▶ DIRECTIVES
1. Answer these questions about the mailing list post on Mahout:
(a) Where did the writer first post this question?
(b) On top of what does the writer think Mahout could provide a scalable solution?
(c) In the washing example, what does the writer want to know after the wash?
2. Copy out the mailing list post on Mahout, starting with "Quickly what I" and going on through "the following example.".

Washing machines - Mahout algorithm advice

[Zoltán Tóth-Czifra <tc...@tcz.hu>]

Hi,

I posted this on stack overflow, but I've been informed that the mailing
list is the appropriate forum to ask questions like this.

What I need is actually just a hint where I can start, as I'm not sure
which direction to go. Although this is not a classic machine learning
problem, AFAIK Mahout is not only for those. I was thinking it's an
appropriate tool, because I work with a large set of data and the output
has similar characteristics than a classic Mahout job. I think a problem
below can be implemented with MapReduce, but I don't know if there is any
existing, similar algorithm. I need this to be scalable, that's why I think
the Mahout on top of Hadoop's MapReduce power could be an appropriate
solution.

Quickly what I want to do is:

The final goal is to define one scalar (a "score") of each one of a set of
entities based on some "known" entities. The entities interact with each
other, known scores influence and define the unknown ones. You can imagine
with the following example.

I have a lot if white clothes and a few pieces of colorful ones; red, blue,
green... I put them into the washing machine. I want to know what colors
the white ones will get after the wash.

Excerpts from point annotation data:
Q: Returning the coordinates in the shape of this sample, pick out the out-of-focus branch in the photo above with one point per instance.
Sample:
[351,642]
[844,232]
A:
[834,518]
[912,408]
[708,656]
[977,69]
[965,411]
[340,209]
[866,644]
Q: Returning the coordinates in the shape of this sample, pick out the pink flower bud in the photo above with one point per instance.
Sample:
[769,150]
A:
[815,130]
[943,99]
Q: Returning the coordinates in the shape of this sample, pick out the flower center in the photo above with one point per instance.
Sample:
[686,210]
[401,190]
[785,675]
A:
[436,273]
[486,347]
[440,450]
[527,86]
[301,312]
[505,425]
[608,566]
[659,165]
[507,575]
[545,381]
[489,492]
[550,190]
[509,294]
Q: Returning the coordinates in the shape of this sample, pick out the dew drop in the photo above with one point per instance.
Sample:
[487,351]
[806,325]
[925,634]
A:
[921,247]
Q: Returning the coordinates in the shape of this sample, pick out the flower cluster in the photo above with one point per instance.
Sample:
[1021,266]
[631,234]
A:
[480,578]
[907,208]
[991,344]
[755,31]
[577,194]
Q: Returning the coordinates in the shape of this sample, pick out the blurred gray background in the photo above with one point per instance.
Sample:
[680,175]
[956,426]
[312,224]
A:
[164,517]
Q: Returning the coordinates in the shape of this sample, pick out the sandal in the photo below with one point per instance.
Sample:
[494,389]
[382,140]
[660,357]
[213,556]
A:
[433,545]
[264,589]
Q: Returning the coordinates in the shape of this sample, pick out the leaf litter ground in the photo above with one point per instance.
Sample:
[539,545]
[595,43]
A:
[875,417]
--
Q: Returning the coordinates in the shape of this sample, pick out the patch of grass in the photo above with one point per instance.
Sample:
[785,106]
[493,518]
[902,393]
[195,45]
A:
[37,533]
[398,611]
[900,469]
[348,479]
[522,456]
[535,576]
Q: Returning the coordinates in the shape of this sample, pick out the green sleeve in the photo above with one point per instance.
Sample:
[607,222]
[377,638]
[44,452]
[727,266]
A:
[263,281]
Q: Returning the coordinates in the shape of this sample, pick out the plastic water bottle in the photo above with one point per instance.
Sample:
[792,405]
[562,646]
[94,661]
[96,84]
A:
...
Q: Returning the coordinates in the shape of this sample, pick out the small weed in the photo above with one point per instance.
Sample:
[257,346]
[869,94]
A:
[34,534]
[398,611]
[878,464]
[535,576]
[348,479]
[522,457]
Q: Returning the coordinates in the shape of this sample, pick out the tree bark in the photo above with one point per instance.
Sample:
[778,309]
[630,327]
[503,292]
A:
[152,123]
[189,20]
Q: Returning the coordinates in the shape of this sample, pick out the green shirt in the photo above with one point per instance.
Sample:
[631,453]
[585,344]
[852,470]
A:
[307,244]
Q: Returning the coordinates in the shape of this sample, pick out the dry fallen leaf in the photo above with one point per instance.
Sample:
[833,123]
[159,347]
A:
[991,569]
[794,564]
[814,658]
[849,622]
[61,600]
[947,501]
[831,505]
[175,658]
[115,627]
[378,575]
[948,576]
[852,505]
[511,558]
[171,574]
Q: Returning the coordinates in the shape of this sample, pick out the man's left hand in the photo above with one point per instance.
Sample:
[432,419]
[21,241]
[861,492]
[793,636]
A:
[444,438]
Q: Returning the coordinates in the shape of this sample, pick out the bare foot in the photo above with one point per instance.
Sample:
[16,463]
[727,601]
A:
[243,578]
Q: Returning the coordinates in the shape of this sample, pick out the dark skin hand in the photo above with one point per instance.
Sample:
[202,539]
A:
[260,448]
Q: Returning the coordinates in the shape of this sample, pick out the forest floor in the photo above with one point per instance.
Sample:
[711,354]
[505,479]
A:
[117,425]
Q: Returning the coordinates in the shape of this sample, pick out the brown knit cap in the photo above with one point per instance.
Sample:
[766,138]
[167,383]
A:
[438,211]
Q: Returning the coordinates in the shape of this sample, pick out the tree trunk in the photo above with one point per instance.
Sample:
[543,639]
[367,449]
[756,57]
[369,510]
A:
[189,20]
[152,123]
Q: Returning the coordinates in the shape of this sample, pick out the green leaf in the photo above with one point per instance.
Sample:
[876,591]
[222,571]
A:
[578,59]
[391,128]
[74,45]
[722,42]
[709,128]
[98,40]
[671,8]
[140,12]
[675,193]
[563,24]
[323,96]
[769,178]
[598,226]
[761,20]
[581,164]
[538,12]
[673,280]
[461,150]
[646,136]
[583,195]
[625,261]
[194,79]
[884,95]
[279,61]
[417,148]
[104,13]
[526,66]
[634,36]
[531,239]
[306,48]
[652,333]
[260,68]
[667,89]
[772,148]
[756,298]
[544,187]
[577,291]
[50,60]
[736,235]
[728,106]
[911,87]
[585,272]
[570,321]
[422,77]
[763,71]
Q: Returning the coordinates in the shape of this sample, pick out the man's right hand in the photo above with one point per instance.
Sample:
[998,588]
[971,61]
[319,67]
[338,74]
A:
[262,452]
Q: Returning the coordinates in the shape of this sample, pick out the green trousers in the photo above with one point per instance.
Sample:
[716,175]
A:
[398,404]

▶ OUTPUTS BY TASK
1.
(a) On Stack Overflow.
(b) Hadoop's MapReduce power.
(c) What colors the white clothes will get.

2.
Quickly what I want to do is:

The final goal is to define one scalar (a "score") of each one of a set of
entities based on some "known" entities. The entities interact with each
other, known scores influence and define the unknown ones. You can imagine
with the following example.